● **EXCERPTED TEXT**
---

Playing an Art Show – Getting Ready

As someone who makes music on the internet and is a local super-recluse, I’m rarely booked for live shows, but it happens now and again. I have a sort of standing invite at a local nerd art show called Altekrea, I think because I’m the only person they know who’ll do a two hour set for fun. A bit of guitar, a bit of nerd comedy, and the occasional slow jazz jam of Trogdor have made it a good time in past years. I’ve played a lot of other local art shows over the past decade, and there are a few things that help me prepare for it every time.


Musician Protip:

When someone yells “Freebird” reply with “I’m not a jukebox” and then set them on fire with your mind.

Two hours is a long time, and there will be actual, physical people there. There are never any of those in my apartment. They can heckle, make requests, and walk away if they’re not into it. How do I operate a songbook and a guitar at the same time against the dreaded three page song, or do I just make sure I memorize the end bit so I can dodge having to turn the page? What if no one likes my covers? What if no one likes my originals? What if they actually bought that big, wicker hook they’ve been threatening to?

A good bout of panicking helps me prepare to take a show seriously, and make sure I give it my best. The chill, coffee house show is wonderful, but it’s not a two hour set in front of artists. It helps put into perspective that I’m not only there to make music, I’m there to help creators sell their art, and they deserve someone who commits.

Make Lists

Oh, the lists. The set list is the obvious one, but it’s  only the beginning. I’ll make a list of the artists in the show and mark it with where they are, so it’s easy to do an impromptu callout. I make a list of people to thank. The show, the venue, the sponsors, the creators for making such wicked things, and the organizers by name or by brand. If I don’t have a list, I’ll forget. I like callouts, depending on my read of the crowd. If I’ve got a Dr. Who tune in my set and there’s an artist in the show who makes Dalek decoupage, I’ll throw to them before or after it. Even of none of the passers by bite, the artists know I see them and I’m with them. On top of that, way before the show, I make a list of times when I can fit in some extra practice, to polish the tunes I haven’t played in months, and learn a few new ones. I make a list of the gear I need to bring, and if I need any help. Am I recording it? Video? Audio? Am I playing acoustic, bringing an amp, or plugging in to their sound?

I sidelined the set list, but the set list matters. Audience matters. The set I’m doing this year is in our City Hall, at 11am on a Sunday. I like the lazy Sunday crowd, but it means there will be kids there, so all my songs with swearing or about gross internet things get out, and my song about farts is 100% in. The artists there are also my audience. Passers by are there for maybe ten minutes, but the artists are locked in the hall with me for the full two hours, so maybe they don’t want to have to hear my impression of Skeletor singing Wonderwall three times, no matter how noble it may be. I have other opinions about set lists, but they are irrelevant.

---

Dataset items
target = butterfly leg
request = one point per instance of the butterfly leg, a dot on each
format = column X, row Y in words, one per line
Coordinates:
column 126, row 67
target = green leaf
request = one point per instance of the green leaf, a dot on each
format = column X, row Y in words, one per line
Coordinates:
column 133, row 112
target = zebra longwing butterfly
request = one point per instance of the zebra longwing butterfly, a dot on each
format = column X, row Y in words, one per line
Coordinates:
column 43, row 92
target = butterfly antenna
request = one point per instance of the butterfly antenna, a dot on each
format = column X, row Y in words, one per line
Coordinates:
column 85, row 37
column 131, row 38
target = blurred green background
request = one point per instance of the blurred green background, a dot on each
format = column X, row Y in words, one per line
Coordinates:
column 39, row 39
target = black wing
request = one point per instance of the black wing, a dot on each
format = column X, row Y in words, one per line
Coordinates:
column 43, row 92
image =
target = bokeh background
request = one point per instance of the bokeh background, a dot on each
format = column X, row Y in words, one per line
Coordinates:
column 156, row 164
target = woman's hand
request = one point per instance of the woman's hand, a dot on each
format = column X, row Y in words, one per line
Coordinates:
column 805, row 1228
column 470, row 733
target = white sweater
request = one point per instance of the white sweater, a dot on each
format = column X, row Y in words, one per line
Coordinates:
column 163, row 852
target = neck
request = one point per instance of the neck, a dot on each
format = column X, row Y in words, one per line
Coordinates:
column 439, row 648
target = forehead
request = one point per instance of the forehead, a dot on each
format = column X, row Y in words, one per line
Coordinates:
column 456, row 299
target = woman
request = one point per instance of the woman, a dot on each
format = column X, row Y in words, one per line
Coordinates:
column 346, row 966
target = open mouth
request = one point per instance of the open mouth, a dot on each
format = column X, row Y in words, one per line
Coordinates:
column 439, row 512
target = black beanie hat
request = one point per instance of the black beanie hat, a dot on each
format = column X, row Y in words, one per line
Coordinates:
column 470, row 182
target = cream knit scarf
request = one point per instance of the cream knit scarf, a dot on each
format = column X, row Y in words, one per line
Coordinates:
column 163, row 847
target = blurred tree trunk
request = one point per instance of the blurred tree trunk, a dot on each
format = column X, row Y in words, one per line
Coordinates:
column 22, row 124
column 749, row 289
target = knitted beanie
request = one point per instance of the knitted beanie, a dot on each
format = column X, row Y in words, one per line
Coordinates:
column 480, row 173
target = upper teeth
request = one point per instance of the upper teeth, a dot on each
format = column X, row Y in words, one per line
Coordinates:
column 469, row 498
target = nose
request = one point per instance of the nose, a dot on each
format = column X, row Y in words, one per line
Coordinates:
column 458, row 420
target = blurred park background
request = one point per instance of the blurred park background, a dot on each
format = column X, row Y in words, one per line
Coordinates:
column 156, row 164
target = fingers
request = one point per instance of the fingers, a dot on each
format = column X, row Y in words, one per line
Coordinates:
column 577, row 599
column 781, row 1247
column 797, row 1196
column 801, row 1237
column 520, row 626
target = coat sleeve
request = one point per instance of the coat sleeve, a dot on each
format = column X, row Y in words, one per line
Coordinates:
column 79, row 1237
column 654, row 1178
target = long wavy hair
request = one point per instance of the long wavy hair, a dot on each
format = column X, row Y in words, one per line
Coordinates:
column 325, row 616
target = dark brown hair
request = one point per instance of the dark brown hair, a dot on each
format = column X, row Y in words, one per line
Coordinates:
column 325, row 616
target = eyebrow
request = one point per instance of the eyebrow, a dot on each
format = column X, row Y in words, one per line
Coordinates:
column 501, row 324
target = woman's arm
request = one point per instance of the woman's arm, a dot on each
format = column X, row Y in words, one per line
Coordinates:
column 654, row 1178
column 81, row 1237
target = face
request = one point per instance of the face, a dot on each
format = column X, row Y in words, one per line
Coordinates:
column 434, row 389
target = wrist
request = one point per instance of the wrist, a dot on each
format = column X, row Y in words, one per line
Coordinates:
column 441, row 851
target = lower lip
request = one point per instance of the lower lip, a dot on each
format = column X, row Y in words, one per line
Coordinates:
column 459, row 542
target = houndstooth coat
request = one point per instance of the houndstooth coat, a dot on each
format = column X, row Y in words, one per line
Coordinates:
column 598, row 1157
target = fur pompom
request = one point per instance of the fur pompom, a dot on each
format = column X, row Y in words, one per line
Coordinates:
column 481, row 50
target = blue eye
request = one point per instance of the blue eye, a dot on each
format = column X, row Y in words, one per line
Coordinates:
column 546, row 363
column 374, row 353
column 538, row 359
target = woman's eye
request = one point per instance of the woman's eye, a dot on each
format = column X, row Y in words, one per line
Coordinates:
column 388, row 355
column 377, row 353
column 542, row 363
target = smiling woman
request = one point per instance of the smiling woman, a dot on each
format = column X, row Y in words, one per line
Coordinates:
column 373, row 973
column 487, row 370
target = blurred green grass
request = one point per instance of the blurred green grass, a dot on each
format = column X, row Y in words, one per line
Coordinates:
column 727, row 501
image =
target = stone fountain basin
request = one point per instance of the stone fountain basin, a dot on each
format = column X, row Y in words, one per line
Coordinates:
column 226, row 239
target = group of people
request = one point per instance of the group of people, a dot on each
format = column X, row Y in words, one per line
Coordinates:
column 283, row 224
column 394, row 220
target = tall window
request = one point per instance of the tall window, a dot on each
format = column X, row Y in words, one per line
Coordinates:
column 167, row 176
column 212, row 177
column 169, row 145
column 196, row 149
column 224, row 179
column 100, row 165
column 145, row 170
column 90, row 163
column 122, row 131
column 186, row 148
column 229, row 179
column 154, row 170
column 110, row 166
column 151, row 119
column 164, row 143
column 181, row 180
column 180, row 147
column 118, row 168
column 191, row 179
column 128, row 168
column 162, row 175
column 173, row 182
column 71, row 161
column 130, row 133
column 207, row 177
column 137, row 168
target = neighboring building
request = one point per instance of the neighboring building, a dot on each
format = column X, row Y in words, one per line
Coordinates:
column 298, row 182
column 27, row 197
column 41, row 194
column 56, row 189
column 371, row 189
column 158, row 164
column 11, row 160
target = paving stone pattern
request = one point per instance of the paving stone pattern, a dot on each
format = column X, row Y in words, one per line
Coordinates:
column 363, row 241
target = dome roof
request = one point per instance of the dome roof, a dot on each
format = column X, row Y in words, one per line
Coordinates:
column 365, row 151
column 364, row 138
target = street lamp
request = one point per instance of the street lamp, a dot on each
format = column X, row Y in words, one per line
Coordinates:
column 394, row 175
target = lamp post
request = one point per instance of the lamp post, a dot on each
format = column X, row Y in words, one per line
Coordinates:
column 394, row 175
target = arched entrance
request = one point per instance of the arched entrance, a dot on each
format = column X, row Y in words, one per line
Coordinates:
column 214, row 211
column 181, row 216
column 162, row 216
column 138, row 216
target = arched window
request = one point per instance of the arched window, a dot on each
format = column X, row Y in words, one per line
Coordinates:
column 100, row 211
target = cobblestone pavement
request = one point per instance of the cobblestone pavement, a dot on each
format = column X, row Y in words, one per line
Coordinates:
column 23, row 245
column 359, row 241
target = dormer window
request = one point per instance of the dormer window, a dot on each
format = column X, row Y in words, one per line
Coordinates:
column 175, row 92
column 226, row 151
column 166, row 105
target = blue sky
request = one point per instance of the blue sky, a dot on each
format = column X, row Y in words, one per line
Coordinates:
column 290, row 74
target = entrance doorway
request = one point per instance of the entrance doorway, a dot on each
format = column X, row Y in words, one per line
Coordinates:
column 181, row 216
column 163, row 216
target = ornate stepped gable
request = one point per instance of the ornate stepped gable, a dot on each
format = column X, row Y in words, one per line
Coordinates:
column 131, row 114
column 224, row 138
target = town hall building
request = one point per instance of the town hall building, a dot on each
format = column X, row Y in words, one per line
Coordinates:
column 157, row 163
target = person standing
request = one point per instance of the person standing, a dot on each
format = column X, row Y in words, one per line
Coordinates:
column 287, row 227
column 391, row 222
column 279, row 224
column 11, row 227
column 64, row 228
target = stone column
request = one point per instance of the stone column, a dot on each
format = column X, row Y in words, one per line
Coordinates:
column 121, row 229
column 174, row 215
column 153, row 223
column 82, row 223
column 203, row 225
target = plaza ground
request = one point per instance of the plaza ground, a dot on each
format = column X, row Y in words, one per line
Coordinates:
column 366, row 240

---

● **BRIEF**
In the art show piece above, condense the paragraph beginning "Oh, the lists." into a bulleted list that keeps its main facts.

● **WRITTEN ANSWER**
- Set list: the obvious one, but only the beginning.
- Artists in the show, marked with where they are, for easy impromptu callouts. Callouts depend on the crowd; for example, a Dr. Who tune could lead into a mention of an artist who makes Dalek decoupage. Even if passersby don't bite, the artists know they're seen and supported.
- People to thank: the show, the venue, the sponsors, the creators and the organizers by name or brand. Without this list, they'd be forgotten.
- Practice times, set well before the show, to polish tunes not played in months and learn a few new ones.
- Gear to bring, and whether any help is needed. This covers recording (video or audio) and whether to play acoustic, bring an amp or plug into the venue's sound.